**WHAT YOU SHOULD DO**
Would you print the entire listing exactly, leaving nothing out?

**ENTRIES SUPPLIED**
-=-=-

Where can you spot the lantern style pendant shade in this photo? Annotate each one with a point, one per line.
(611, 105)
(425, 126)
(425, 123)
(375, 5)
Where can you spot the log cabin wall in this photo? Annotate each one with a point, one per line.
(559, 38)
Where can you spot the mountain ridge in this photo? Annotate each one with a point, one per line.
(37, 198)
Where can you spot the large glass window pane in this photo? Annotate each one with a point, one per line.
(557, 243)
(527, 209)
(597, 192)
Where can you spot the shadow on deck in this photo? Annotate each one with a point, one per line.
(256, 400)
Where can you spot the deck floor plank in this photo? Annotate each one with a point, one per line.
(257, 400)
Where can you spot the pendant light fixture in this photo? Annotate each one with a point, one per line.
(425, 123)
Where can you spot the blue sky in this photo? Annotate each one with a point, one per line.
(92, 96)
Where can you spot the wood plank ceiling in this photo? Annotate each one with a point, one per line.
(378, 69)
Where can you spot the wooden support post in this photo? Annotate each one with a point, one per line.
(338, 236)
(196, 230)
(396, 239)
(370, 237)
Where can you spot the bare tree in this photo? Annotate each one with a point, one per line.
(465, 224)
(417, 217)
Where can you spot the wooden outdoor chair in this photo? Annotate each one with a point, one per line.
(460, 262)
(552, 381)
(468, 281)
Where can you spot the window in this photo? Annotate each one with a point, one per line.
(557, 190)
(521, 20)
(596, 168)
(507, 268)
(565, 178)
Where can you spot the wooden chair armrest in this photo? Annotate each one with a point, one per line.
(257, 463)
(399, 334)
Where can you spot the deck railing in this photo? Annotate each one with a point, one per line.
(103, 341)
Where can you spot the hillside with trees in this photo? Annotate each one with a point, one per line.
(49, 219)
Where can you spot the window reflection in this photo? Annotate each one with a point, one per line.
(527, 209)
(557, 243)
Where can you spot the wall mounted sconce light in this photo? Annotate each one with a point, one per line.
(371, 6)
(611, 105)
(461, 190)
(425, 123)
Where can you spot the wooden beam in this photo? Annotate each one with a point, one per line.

-=-=-

**RESULT FOR THIS TASK**
Where can you spot the lantern style pendant shade in this photo? Annotate each one with a point, one per line.
(611, 105)
(425, 126)
(425, 123)
(375, 5)
Where can you spot the log cabin wall in this photo? Annotate each one with a point, one per line.
(559, 38)
Where can you spot the mountain ridge in this photo? Annotate each one with a point, one per line.
(37, 198)
Where can you spot the large glass window pane in this photo? Annotate each one with a point, one per line.
(557, 243)
(527, 209)
(597, 192)
Where can you spot the shadow on deck in this photo? Annotate each one with a point, one per line.
(256, 400)
Where can you spot the deck floor plank in this photo? Annotate each one with a point, one per line.
(257, 400)
Where can you spot the pendant light fixture in this photo? Annotate each one with a point, one per line.
(425, 123)
Where can you spot the blue sky in this photo? Annotate each one with a point, one per line.
(92, 96)
Where can you spot the wood plank ceiling in this photo? Annotate each one with a point, one per line.
(378, 69)
Where can you spot the wooden support post in this photo? Annotate each one with a point, one per line.
(338, 236)
(196, 230)
(396, 239)
(370, 237)
Where can you spot the bare tree in this photo? Annotate each one with a point, one per line.
(465, 224)
(417, 217)
Where can you spot the wooden outdoor chair in this photo? Annotate each one with a point, one per line.
(460, 262)
(552, 381)
(468, 281)
Where can you spot the window in this photo? Annotate each one with a point, one per line.
(557, 190)
(521, 20)
(596, 168)
(507, 268)
(565, 178)
Where can you spot the wooden chair armrest in this photo? Annotate each one with a point, one per line.
(257, 463)
(399, 334)
Where can you spot the deck railing in this photo? Annotate each one with a point, one per line.
(103, 341)
Where can you spot the hillside with trees in this photo? Annotate each one with a point, one per line.
(49, 219)
Where can you spot the window reflection in this photo? Annotate each one with a point, one per line.
(527, 209)
(557, 243)
Where can you spot the wall mounted sconce light in this photo? Annotate each one with a point, one per line.
(371, 6)
(611, 105)
(461, 190)
(425, 123)
Where can you spot the wooden beam in this photo? Annotate each one with a point, one per line.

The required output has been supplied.